(Text)

----

Rainbows and Electric Chairs:
A Christian View on Capital Punishment
Moral Philosophy — By Joe Carter on April 17, 2008 at 12:31 am Earlier this week the Supreme Court debated whether the rape of children should be punishable by execution. In deciding the case of Patrick Kennedy, a Louisiana man who raped his 8-year-old stepdaughter, the Court could determine whether the death penalty is extended to crimes other than murder. The case is also likely to reopen debates on the question of the moral legitimacy of state-imposed death. Are there any legitimate reasons for supporting the death penalty? Should child rape be a cause for execution?
Personally, I believe that the Bible not only should be our primary guide on such questions but that it also provides sufficient answers. I also believe that we should not rely on the three primary justifications given for the death penalty — deterrence, protection of society, and retribution — but should instead advocate for the Biblical model of justice.
As a Christian I believe that many human institutions, including civil government, are divinely ordained and delegated a certain degree of authority and responsibility. While ultimately under God’s control, civil government is given a degree of sovereignty over certain spheres of human existence. One of the most important areas which government is ordained is in dispensing justice.
While no government is able to carry out this task perfectly, the more it conforms its view of justice with God’s moral law the more legitimate its authority and the more just the state will be. We are able to know the moral law because it is revealed to us either through special revelation (e.g., the Bible) or through natural revelation (e.g., the natural law). For the purpose of justifying capital punishment we will turn to special revelation.
Christians often look back to the Mosaic Law when searching for justifications for capital punishment. This is hardly surprising considering that in the law God gave the Israelites, twenty-one different offenses were considered worthy of the death penalty.
The problem with this approach is that the Law of Moses only applied to Israel. Since this particular covenant was made between God and the Hebrew people, it was never universally applicable. While we might be able to discern moral truths by looking to the Law our decisions on how to apply it would be arbitrary. How would we rationalize, for example, applying the death penalty to cases of murder but not for homosexuality?

----

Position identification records
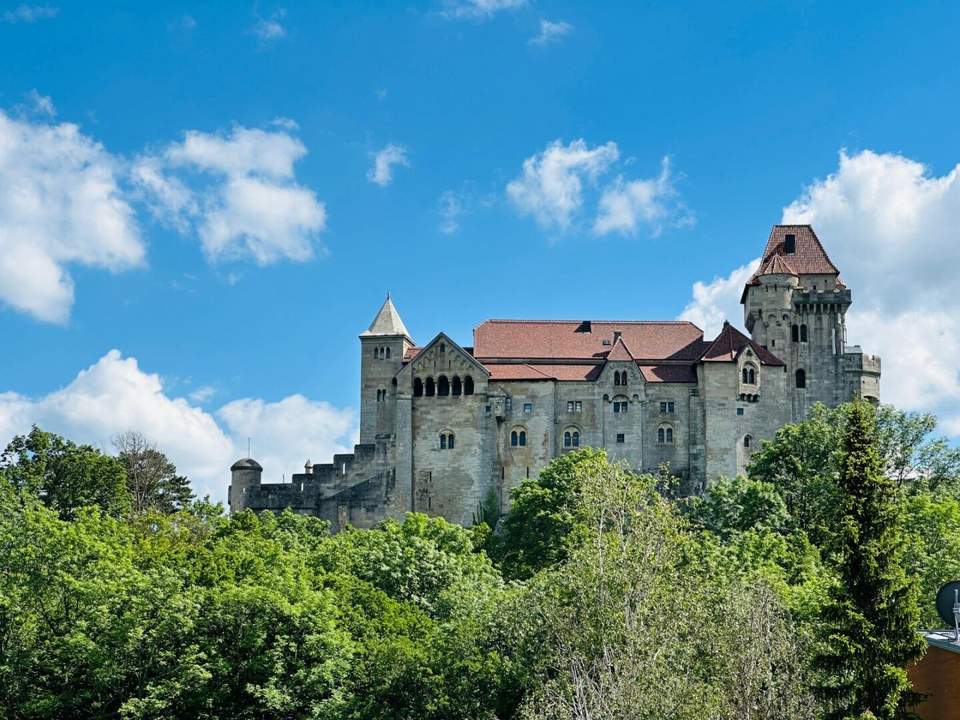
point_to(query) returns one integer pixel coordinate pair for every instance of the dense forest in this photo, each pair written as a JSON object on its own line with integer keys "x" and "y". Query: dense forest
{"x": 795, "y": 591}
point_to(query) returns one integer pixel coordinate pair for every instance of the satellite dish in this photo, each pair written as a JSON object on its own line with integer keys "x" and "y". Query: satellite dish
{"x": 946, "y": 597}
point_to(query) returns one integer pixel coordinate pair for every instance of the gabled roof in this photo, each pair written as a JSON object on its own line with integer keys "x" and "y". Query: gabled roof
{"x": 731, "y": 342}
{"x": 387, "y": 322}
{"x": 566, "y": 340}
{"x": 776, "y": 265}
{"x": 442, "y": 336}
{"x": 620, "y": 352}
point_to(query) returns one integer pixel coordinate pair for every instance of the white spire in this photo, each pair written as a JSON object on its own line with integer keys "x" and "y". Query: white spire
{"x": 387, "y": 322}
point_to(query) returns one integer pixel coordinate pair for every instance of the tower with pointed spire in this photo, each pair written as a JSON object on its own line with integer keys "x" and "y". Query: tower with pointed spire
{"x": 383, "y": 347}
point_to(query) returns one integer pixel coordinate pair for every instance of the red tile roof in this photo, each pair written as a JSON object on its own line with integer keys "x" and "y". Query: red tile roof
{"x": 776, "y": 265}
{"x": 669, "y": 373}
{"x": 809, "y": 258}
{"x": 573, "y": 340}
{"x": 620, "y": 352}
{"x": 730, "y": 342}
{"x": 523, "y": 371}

----

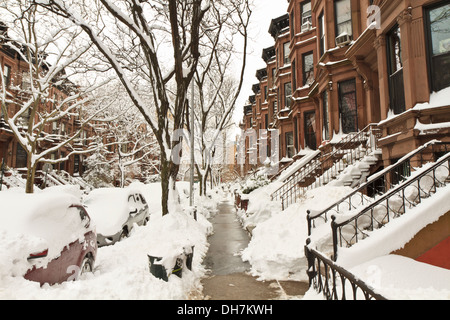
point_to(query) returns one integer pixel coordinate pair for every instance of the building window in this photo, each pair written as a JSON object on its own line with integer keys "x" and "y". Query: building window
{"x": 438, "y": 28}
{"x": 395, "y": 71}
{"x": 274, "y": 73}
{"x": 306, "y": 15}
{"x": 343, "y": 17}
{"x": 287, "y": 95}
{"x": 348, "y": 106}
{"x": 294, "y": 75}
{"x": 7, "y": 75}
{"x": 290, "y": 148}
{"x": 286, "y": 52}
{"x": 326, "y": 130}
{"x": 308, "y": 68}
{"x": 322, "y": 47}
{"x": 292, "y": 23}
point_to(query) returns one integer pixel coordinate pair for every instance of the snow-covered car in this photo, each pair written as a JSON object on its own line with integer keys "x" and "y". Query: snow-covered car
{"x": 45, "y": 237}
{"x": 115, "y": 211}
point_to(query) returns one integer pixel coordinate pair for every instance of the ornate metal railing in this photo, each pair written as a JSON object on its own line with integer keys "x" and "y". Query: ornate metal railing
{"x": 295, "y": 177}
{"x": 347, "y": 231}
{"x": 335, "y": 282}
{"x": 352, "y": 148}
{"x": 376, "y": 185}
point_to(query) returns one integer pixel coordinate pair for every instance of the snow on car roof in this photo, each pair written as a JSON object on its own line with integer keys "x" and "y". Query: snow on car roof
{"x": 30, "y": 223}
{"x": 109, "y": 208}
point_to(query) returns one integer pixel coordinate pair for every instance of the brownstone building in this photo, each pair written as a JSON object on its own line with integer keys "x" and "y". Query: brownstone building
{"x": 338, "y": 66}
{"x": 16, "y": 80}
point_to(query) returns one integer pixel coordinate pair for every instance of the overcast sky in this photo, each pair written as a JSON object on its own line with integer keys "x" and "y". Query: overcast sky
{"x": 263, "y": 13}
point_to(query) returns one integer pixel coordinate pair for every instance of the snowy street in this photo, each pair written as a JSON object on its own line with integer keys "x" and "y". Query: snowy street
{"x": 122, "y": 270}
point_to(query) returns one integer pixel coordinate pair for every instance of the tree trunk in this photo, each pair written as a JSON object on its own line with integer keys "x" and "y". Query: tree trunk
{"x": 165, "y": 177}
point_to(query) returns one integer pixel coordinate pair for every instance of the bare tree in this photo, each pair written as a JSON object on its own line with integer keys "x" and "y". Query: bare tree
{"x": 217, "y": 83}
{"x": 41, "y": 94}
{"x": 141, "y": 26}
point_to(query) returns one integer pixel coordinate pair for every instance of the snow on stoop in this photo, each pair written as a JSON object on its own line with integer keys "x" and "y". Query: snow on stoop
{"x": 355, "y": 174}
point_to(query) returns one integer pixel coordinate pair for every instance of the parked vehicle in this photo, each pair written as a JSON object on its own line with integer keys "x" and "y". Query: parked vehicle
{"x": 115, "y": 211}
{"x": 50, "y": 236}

----

(Written problem)
In the capital punishment text, how many different offenses in the law God gave the Israelites were considered worthy of the death penalty?

(Answer to the problem)
Twenty-one.